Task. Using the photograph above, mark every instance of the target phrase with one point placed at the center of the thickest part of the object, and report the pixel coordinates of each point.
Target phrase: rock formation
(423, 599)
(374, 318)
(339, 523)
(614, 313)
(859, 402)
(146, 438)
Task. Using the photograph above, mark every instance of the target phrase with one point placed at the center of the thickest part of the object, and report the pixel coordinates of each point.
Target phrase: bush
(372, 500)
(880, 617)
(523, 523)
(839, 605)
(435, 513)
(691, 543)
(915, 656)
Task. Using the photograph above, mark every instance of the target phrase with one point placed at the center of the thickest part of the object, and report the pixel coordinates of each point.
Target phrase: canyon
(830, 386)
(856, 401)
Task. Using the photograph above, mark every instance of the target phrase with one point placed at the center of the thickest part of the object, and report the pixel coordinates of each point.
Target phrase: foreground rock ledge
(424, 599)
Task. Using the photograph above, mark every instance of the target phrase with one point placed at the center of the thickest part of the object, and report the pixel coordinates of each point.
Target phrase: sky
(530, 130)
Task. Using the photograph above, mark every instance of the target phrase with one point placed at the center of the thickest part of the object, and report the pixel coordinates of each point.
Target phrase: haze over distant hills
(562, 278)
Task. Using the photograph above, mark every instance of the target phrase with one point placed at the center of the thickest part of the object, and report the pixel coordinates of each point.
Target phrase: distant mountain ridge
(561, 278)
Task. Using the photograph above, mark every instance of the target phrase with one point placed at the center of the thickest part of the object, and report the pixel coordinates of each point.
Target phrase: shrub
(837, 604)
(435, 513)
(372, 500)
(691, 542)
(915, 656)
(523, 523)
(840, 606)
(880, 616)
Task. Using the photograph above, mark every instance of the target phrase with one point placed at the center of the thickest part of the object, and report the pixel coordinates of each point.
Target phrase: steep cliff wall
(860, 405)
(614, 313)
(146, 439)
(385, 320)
*-*-*
**Given task:** Extract all of the data above without altering anything.

**Solution for this problem:**
Task. Using the photograph above, mark every instance of the target phrase with one point placed at the center of the thickest part of the object, and report the pixel coordinates of each point.
Target phrase: rock formation
(423, 599)
(374, 318)
(339, 523)
(614, 313)
(859, 402)
(146, 438)
Task. Using the photograph above, mark every instance of the target phrase with one point placed at the center of the thickest part of the object, and report the pixel coordinates of each point.
Target phrase: bush
(372, 500)
(880, 617)
(523, 523)
(839, 605)
(435, 513)
(691, 543)
(915, 656)
Task. Using the photograph above, mark every instance of the target phrase with one point placed at the center of the thickest part of the object, and report the pixel coordinates of each point.
Target phrase: canyon
(830, 386)
(856, 401)
Task. Using the photograph above, mark every instance of the target phrase with one point placed at the center of the thickest part of the object, and report the pixel coordinates of each point.
Target phrase: foreground rock ledge
(424, 599)
Task. Using the photograph above, mark every instance of the target phrase with one point placed at the center of the thickest part of the object, and report the pixel coordinates of each point.
Target phrase: sky
(530, 130)
Task. Using the photograph above, mark every instance of the target phrase with one point placed at the center of the thickest part of the object, and report the pixel coordinates of each point.
Target phrase: haze over distant hills
(562, 278)
Task. Using the photograph above, mark every instance of the target phrase with one point placed at the center of the thickest part of the object, and report the pixel coordinates of each point.
Target phrase: distant mountain ridge
(561, 278)
Task. Using the photograph above, mark every instance of the target phrase with one point placed at the center of the thickest part of the object, and report the pixel coordinates of each point.
Target phrase: shrub
(837, 604)
(435, 513)
(372, 500)
(691, 542)
(915, 656)
(523, 523)
(840, 606)
(880, 616)
Task. Using the photograph above, mark every instance of the target phrase with one point placed at the center of the thickest part of the object, and report the pixel coordinates of each point.
Target phrase: steep cliff wall
(860, 405)
(614, 313)
(146, 439)
(385, 320)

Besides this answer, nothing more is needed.